Texto de leitura:
↓

A nova Lei da Migração, sancionada em maio deste ano, traz o desafio de pensar uma política para proteger migrantes, refugiados e apátridas que escolhem o Brasil como novo lar, permanente ou temporário. Em todo o mundo, 65,5 milhões de pessoas fogem de situações de guerra, violência, perseguição e crises econômicas em seus locais de origem. Essa legislação substitui o Estatuto do Estrangeiro, de 1980, e flexibiliza a entrada e saída de pessoas no país.
Apesar dos 20 vetos de Michel Temer (PMDB) ao conteúdo geral da proposta, a nova lei representa um avanço no sentido de descriminalizar a presença de imigrantes no território brasileiro. É o que avaliam os especialistas participantes da Audiência Pública realizada na Assembleia Legislativa do Paraná (Alep) na manhã desta segunda-feira (26). O evento debateu a nova Lei da Migração com o objetivo de esclarecer o novo cenário legal para a migração e elencar os papéis da sociedade civil nesse momento. A iniciativa da audiência partiu do Conselho Estadual dos Direitos dos Refugiados, Migrantes e Apátridas do Paraná (CERMA/PR), e da realização da Comissão de Direitos Humanos e Cidadania da Alep, presidida pelo deputado estadual Tadeu Veneri (PT).

↑

Dados:
↓

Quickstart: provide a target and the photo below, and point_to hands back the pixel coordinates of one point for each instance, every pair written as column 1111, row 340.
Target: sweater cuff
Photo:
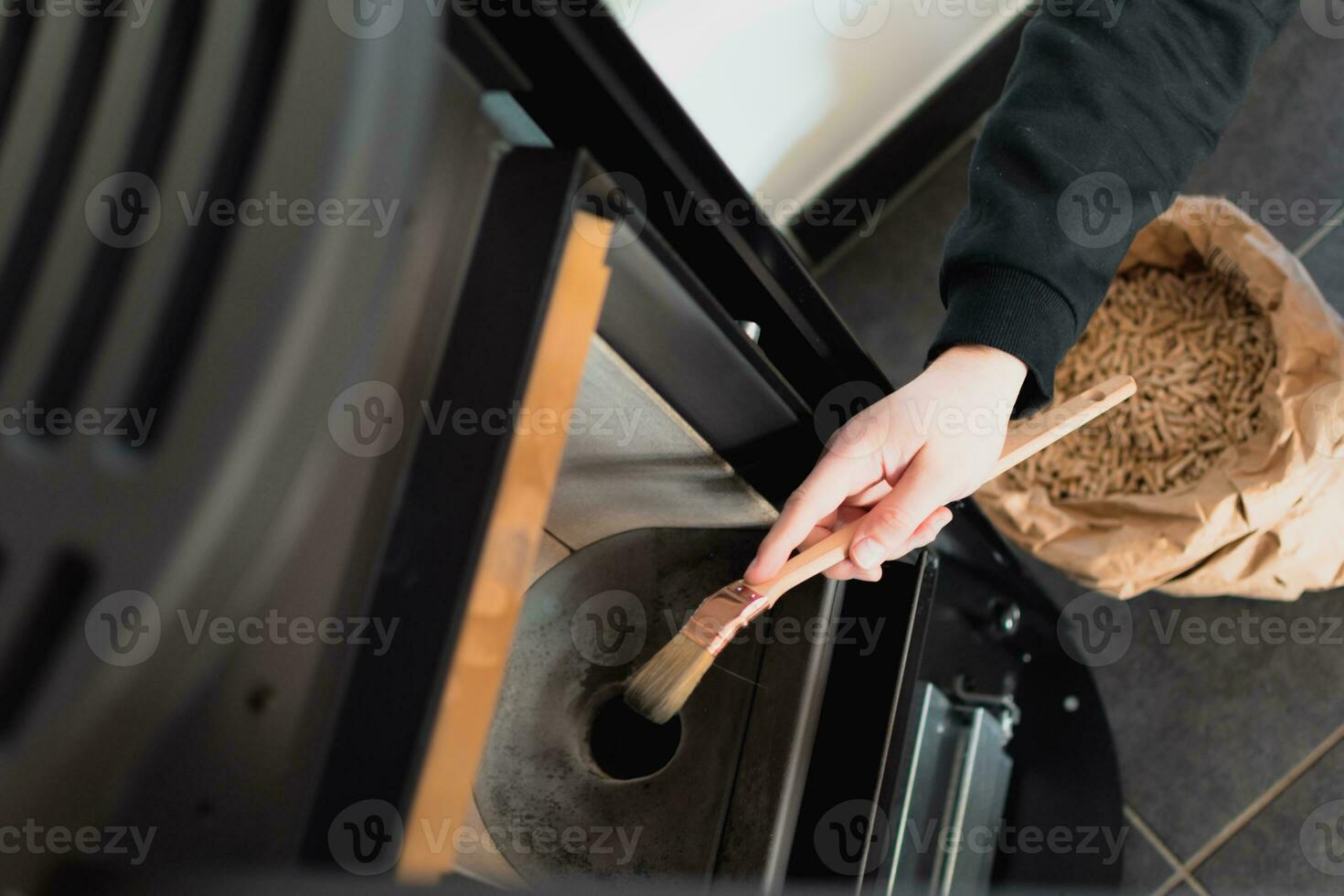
column 1012, row 311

↑

Explore o material:
**A.** Substitua "Alep" por "Assembleia paranaense" no trecho do texto sobre a nova Lei da Migração que começa em "Apesar dos 20" e segue até "Tadeu Veneri (PT).", reproduzindo-o com essa troca.
**B.** Segundo o texto sobre a nova Lei da Migração, que legislação ela substitui?
**C.** Escreva a continuação do texto sobre a nova Lei da Migração a partir do ponto em que ele termina.
Os dados não serão necessários aqui.

Resultados em ordem:
**A.**
Apesar dos 20 vetos de Michel Temer (PMDB) ao conteúdo geral da proposta, a nova lei representa um avanço no sentido de descriminalizar a presença de imigrantes no território brasileiro. É o que avaliam os especialistas participantes da Audiência Pública realizada na Assembleia Legislativa do Paraná (Assembleia paranaense) na manhã desta segunda-feira (26). O evento debateu a nova Lei da Migração com o objetivo de esclarecer o novo cenário legal para a migração e elencar os papéis da sociedade civil nesse momento. A iniciativa da audiência partiu do Conselho Estadual dos Direitos dos Refugiados, Migrantes e Apátridas do Paraná (CERMA/PR), e da realização da Comissão de Direitos Humanos e Cidadania da Assembleia paranaense, presidida pelo deputado estadual Tadeu Veneri (PT).

**B.** O Estatuto do Estrangeiro, de 1980.

**C.**
O texto que chegou ao executivo sofreu vetos importantes, mas avançou em conceitos que protegem crianças, migrantes, refugiados e apátridas da vulnerabilidade. Segundo o doutor em Direito Internacional pela Universidade de Paris X e consultor legislativo do Senado Federal, Tarciso Dal Maso Jardim, a lei é fruto de uma intensa luta coletiva no congresso. “É até difícil explicar como conseguimos avançar com uma legislação mais progressista num momento político como esse”, afirmou.
A professora do departamento de Direito da Universidade Federal do Paraná (UFPR), Tatyana Friedrich, sinaliza que as medidas legais em vigor trazem grandes conquistas, mas também grandes desafios. “Temos muito a regulamentar. É preciso recuperar os avanços que perdemos com os vetos e atuar na mudança da consciência dos brasileiros quanto ao acolhimento desses imigrantes”, explica.
Adaptação à Constituição
Segundo Tarciso Dal Maso Jardim , o novo projeto retira quase todos os tipos penais de criminalização, exceto o do tipo coiote, que designa quem entra ilegalmente ao país. “Sob a nova lei, não se pode mais repatriar categorias de vulnerabilidade, como crianças e adolescentes desacompanhados, por exemplo”, explica. “O projeto luta contra condições políticas e limitações institucionais colocadas pelo antigo Estatuto do Estrangeiro”.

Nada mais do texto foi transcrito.